Wij spreken over Camille Saint-Saens bijbels drama Samson et Delila, uitgebracht onder auspicien van Opera Spanga, het Verona (It.) van Weststellingwerf (Frl.).
Zelden is zo'n zootje ongeregeld op de operaplanken vertoond. ‘Dieu! Dieu d'Israel!’ verzuchten de genegerde joden, terwijl op de achtergrond een zwartgevlekte kopmeeuw over de koeievlaaien scheert. Terwijl Samson zijn broeders moed tracht in te zingen, wordt een collega-militair gepijpt bij monde van Filistijnse courtisanes. Vreemd soort krijgsman, trouwens, die Samson. Hij oogt met zijn paardestaart, kniebroek en olifanteske achterwerk meer als een handelaar in tweedehands autobanden. Maar met zijn libido is niets mis. Hij verkracht Delila in de kofferbak van een antieke Chevrolet. Oud-testamentische wilde haren, he, die hij trouwens een aria later zal kwijtraken, met alle fatale gevolgen van dien.
De bijbel als soap opera, verlegd van het dal Sorek naar het Friese platteland. Het was artistiek gezien een curiosum en religieus gezien de puurste blasfemie. Gelukkig interesseert Onze Lieve Heer zich toevallig niet voor opera, anders had Hij ongetwijfeld, vanaf Zijn zitplaats op de eerste rij wolkenbalkon, een serie bliksemschichten de weide ingezonden.
De opera is volwassen geworden in katholieke landen als Italie en Frankrijk, want katholieken hebben, opgegroeid als zij zijn met hun kleurrijke en geurrijke kazuifels en wierookvaten, veel meer gevoel voor dramatisch decorum dan die schrale protestanten. Gran Dio, er wordt wat afgebeden in Tosca en Faust, r.k.-genrestukken die niet met de baton maar met de crucifix lijken te worden gedirigeerd. Het thema van deze opera’s is onveranderlijk haat, wraak, jaloezie en hartstocht, vaak gemodelleerd naar de melodrama’s uit de Romantiek. Maar zelden - te zelden - refereert de handeling naar het drama aller drama’s: de Heilige Schrift. Dat mocht niet, vonden de wereldse en geestelijke overheden, dat was oneerbiedig, een opvatting waarin men een late opvatting beluistert van het oudtestamentische verbod het allerheiligste te vereeuwigen.

__Opdracht__.
Bewerk de passage uit de recensie over Samson et Delila van "De bijbel als" tot "de weide ingezonden." en zet daarin "Groningse platteland" in plaats van "Friese platteland". Baseer je uitsluitend op de recensie hierboven.

__Datasetfragment__.
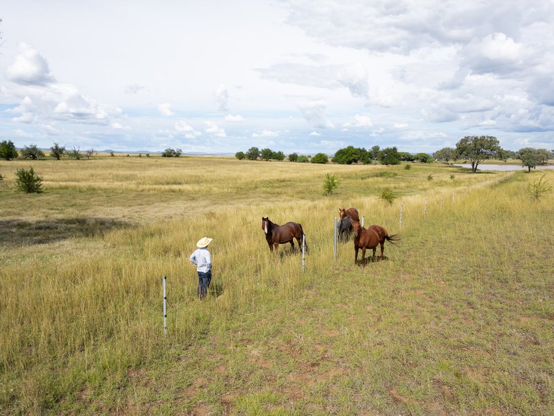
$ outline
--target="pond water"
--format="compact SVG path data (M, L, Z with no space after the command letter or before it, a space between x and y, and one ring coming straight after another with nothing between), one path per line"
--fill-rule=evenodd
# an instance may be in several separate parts
M455 166L460 166L462 168L467 168L469 169L472 168L472 165L469 164L454 164ZM537 166L537 168L539 170L541 169L554 169L554 165L544 165ZM519 165L488 165L488 164L479 164L479 166L477 166L478 171L527 171L527 168L523 168Z

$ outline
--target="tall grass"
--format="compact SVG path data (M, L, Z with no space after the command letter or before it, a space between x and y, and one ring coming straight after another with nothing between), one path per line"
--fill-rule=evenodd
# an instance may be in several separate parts
M233 411L246 414L553 410L554 270L547 260L553 200L530 202L523 182L534 176L460 173L453 189L449 168L413 165L399 167L395 176L373 176L383 168L333 166L341 171L341 186L323 197L325 166L152 159L37 164L46 196L72 189L77 199L80 191L104 189L97 175L109 182L106 171L120 169L118 180L107 185L121 193L116 218L128 218L137 189L175 202L172 185L155 187L161 177L197 180L190 186L198 195L175 184L182 206L163 211L174 218L160 218L160 202L145 198L148 214L132 226L38 246L3 241L0 413L133 413L134 406L137 413L163 413L161 405L149 406L166 388L175 395L167 397L170 413L202 406L226 412L230 405L220 397L229 390ZM76 164L87 168L73 173L73 189L65 169ZM8 168L0 165L3 173ZM425 180L430 172L432 184ZM375 196L385 186L400 194L390 205ZM9 189L0 193L5 218L24 200L16 197ZM26 198L21 216L32 223L48 207ZM199 201L202 209L195 208ZM91 214L109 203L100 198L64 208L62 201L49 215ZM357 207L368 225L400 232L401 247L387 245L388 260L364 271L353 266L351 243L341 244L334 263L333 216L346 206ZM262 216L302 223L309 248L305 272L289 245L269 252ZM214 239L214 279L200 302L188 255L204 236ZM214 370L222 363L224 379ZM164 376L157 372L168 368ZM153 372L153 387L140 375L144 369ZM181 371L191 379L181 380ZM195 389L195 383L206 384L202 379L210 381L210 397ZM166 383L172 387L162 388ZM191 390L179 390L183 383Z

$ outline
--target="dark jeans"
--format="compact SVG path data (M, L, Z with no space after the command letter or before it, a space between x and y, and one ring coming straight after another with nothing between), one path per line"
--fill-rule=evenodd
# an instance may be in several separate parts
M204 299L208 293L208 288L210 286L210 281L212 279L212 271L208 270L205 273L203 272L198 272L198 289L196 293L198 295L199 299Z

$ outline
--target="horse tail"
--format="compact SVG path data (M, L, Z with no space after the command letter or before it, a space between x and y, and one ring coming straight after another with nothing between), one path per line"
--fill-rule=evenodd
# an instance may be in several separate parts
M386 234L386 236L385 236L385 239L386 239L386 241L391 243L391 244L392 244L393 245L396 245L397 247L399 247L399 245L396 243L395 243L395 241L397 241L398 240L400 239L400 236L399 234L393 234L391 236Z

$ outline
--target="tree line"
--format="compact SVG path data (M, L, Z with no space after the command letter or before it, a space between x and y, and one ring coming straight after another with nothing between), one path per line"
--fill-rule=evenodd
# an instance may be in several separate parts
M50 148L50 156L56 160L61 160L65 157L69 159L79 160L83 157L90 159L96 153L93 148L88 149L83 152L80 148L73 147L73 149L66 149L64 146L60 146L57 143ZM30 159L37 160L38 159L45 159L46 157L41 149L37 147L36 144L24 146L20 150L15 148L13 141L10 140L3 140L0 142L0 159L4 160L12 160L13 159Z
M261 150L257 147L251 147L245 152L237 152L235 153L235 157L239 160L246 159L247 160L285 160L285 153L280 150L276 152L270 148L265 148ZM316 153L313 157L307 156L305 155L298 155L297 153L291 153L287 157L289 162L295 162L298 163L306 163L310 162L312 163L327 163L329 162L329 158L325 153Z
M501 148L498 139L494 136L466 136L456 144L456 148L443 148L433 153L433 157L446 163L451 160L467 160L474 173L484 160L497 159L506 162L508 159L517 159L521 162L521 166L530 171L538 165L546 164L548 159L554 157L554 150L523 148L514 152Z
M249 160L283 160L285 155L283 152L274 152L269 148L262 149L256 147L250 148L246 153L237 152L237 159ZM334 163L340 164L369 164L379 162L382 164L398 164L402 162L418 162L431 163L435 160L448 163L454 160L465 160L472 166L472 172L477 171L477 167L484 160L497 159L506 161L508 159L517 159L521 162L521 166L530 170L540 164L546 164L550 158L554 157L554 150L546 149L535 149L524 148L517 152L508 150L500 147L500 143L494 136L466 136L456 144L456 148L443 148L434 153L416 153L399 152L395 146L381 149L378 146L370 148L356 148L352 146L339 149L331 159ZM327 163L328 156L323 153L318 153L314 157L299 156L296 153L291 153L288 156L290 162L312 162L312 163Z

__Antwoord__.
De bijbel als soap opera, verlegd van het dal Sorek naar het Groningse platteland. Het was artistiek gezien een curiosum en religieus gezien de puurste blasfemie. Gelukkig interesseert Onze Lieve Heer zich toevallig niet voor opera, anders had Hij ongetwijfeld, vanaf Zijn zitplaats op de eerste rij wolkenbalkon, een serie bliksemschichten de weide ingezonden.